====== Selected extract ======

Re: Heal operation detail of EC volumes

Serkan Çoban <cobanserkan@xxxxxxxxx> · Thu, 1 Jun 2017 22:31:04 +0300



>Is it possible that this matches your observations ?
Yes that matches what I see. So 19 files is being in parallel by 19
SHD processes. I thought only one file is being healed at a time.
Then what is the meaning of disperse.shd-max-threads parameter? If I
set it to 2 then each SHD thread will heal two files at the same time?

>How many IOPS can handle your bricks ?
Bricks are 7200RPM NL-SAS disks. 70-80 random IOPS max. But write
pattern seems sequential, 30-40MB bulk writes every 4-5 seconds.
This is what iostat shows.

>Do you have a test environment where we could check all this ?
Not currently but will have in 4-5 weeks. New servers are arriving, I
will add this test to my notes.

> There's a feature to allow to configure the self-heal block size to optimize these cases. The feature is available on 3.11.
I did not see this in 3.11 release notes, what parameter name I should look for?


On Thu, Jun 1, 2017 at 10:30 AM, Xavier Hernandez <xhernandez@xxxxxxxxxx> wrote:
> Hi Serkan,
>
> On 30/05/17 10:22, Serkan Çoban wrote:
>>
>> Ok I understand that heal operation takes place on server side. In
>> this case I should see X KB
>>  out network traffic from 16 servers and 16X KB input traffic to the
>> failed brick server right? So that process will get 16 chunks
>> recalculate our chunk and write it to disk.
>
>
> That should be the normal operation for a single heal.
>
>> The problem is I am not seeing such kind of traffic on servers. In my
>> configuration (16+4 EC) I see 20 servers are all have 7-8MB outbound
>> traffic and none of them has more than 10MB incoming traffic.
>> Only heal operation is happening on cluster right now, no client/other
>> traffic. I see constant 7-8MB write to healing brick disk. So where is
>> the missing traffic?
>
>
> Not sure about your configuration, but probably you are seeing the result of
> having the SHD of each server doing heals. That would explain the network
> traffic you have.
>
> Suppose that all SHD but the one on the damaged brick are working. In this
> case 19 servers will peek 16 fragments each. This gives 19 * 16 = 304
> fragments to be requested. EC balances the reads among all available
> servers, and there's a chance (1/19) that a fragment is local to the server
> asking it. So we'll need a total of 304 - 304 / 19 = 288 network requests,
> 288 / 19 = 15.2 sent by each server.

====== Extracted information ======

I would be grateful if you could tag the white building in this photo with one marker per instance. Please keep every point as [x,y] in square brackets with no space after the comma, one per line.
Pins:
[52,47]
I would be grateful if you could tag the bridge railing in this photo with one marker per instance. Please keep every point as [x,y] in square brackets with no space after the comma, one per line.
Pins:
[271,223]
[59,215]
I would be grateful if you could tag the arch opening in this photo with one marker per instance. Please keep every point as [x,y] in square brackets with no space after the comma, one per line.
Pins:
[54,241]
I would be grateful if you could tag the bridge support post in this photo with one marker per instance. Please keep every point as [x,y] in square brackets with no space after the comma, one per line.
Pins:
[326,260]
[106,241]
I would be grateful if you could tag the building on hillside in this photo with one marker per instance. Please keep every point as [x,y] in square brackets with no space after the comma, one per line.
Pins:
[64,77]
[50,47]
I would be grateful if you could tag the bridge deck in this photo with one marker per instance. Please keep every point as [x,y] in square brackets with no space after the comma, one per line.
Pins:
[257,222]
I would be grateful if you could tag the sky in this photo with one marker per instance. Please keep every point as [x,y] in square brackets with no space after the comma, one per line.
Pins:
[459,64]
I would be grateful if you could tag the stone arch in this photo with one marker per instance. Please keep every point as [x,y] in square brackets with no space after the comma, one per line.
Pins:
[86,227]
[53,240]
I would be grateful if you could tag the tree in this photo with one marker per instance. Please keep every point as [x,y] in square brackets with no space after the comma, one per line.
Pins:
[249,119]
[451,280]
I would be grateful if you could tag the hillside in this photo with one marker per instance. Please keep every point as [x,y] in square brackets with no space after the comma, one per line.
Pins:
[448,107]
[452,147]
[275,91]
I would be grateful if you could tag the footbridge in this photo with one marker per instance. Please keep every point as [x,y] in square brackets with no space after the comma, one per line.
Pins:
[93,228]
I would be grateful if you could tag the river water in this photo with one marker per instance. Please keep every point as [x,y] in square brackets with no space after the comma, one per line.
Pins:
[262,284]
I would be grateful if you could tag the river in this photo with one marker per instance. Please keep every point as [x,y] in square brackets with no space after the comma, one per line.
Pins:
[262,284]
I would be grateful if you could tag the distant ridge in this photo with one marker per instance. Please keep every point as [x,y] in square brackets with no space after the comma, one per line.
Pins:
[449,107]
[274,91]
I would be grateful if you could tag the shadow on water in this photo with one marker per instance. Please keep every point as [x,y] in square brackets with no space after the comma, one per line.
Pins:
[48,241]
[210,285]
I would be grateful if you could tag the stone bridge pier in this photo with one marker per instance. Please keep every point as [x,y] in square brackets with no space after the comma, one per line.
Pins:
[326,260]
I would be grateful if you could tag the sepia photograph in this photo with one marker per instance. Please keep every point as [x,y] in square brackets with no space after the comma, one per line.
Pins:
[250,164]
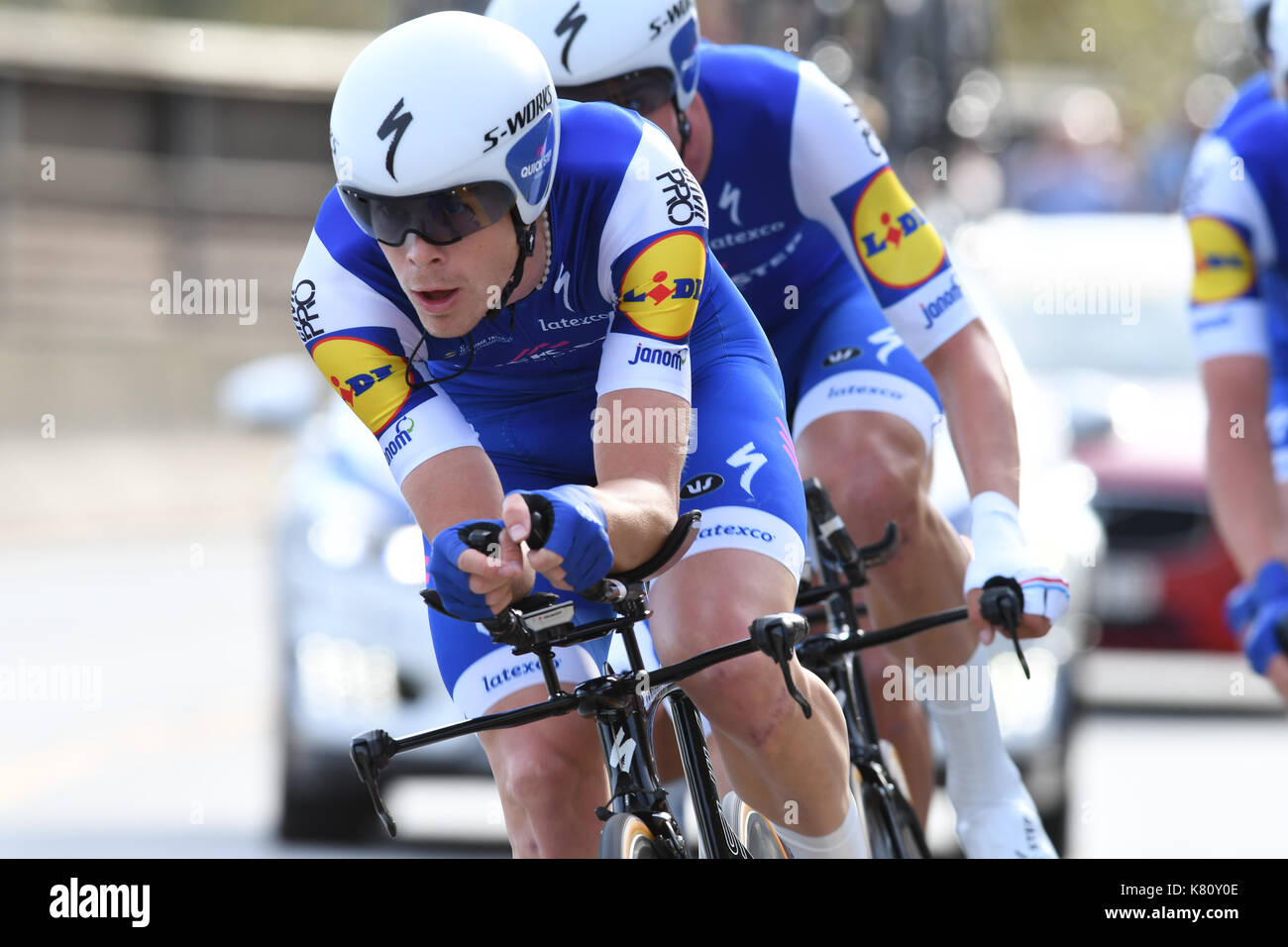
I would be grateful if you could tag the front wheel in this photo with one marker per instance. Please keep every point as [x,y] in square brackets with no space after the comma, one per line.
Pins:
[627,836]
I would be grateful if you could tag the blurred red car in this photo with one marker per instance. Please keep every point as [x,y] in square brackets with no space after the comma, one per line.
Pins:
[1096,305]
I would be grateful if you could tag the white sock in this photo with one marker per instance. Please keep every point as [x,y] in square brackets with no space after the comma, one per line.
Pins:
[978,767]
[845,841]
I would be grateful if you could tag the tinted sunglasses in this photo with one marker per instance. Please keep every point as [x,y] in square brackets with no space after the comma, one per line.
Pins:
[439,217]
[642,91]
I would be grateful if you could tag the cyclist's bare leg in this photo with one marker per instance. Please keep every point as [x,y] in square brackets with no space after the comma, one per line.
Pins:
[874,466]
[875,470]
[786,767]
[550,776]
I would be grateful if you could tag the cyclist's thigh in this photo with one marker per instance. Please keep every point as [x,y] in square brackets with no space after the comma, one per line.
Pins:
[855,363]
[742,474]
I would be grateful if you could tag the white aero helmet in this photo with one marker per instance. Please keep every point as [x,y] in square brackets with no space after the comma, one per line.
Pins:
[1276,40]
[442,127]
[634,53]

======

◆ Tasks to perform ◆
A – Locate each row that contains the string "cyclist" and copy those rows out in full.
B – Carry on the thread about healing EC volumes, picking up after its last line.
These rows are unrelated to the thread about healing EC volumes.

◆ Answer set ◆
A –
I would be grateful if you could tag the cyclist's bare leg in this photo with one marker per instance. Please keep every point as [x,y] in square brackets with no space after the comma, one per line.
I would be grateful if you could tag the cyclist's thigh in this photo with one marker per instance. Please keep every point as [x,y] in square brackets with no space after the comma, one per line.

B –
>
> If we have a total of 288 requests, it means that each server will answer
> 288 / 19 = 15.2 requests. The net effect of all this is that each healthy
> server is sending 15.2*X bytes of data and each server is receiving 15.2*X
> bytes of data.
>
> Now we need to account for the writes to the damaged brick. We have 19
> simultaneous heals. This means that the damaged brick will receive 19*X
> bytes of data, and each healthy server will send X additional bytes of data.
>
> So:
>
> A healthy server receives 15.2*X bytes of data
> A healthy server sends 16.2*X bytes of data
> A damaged server receives 19*X bytes of data
> A damaged server sends few bytes of data (communication and synchronization
> overhead basically)
>
> As you can see, in this configuration each server has almost the same amount
> of inbound and outbound traffic. Only big difference is the damaged brick,
> that should receive a little more of traffic, but it should send much less.
>
> Is it possible that this matches your observations ?
>
> There's one more thing to consider here, and it's the apparent low
> throughput of self-heal. One possible thing to check is the small size and
> random behavior of the requests.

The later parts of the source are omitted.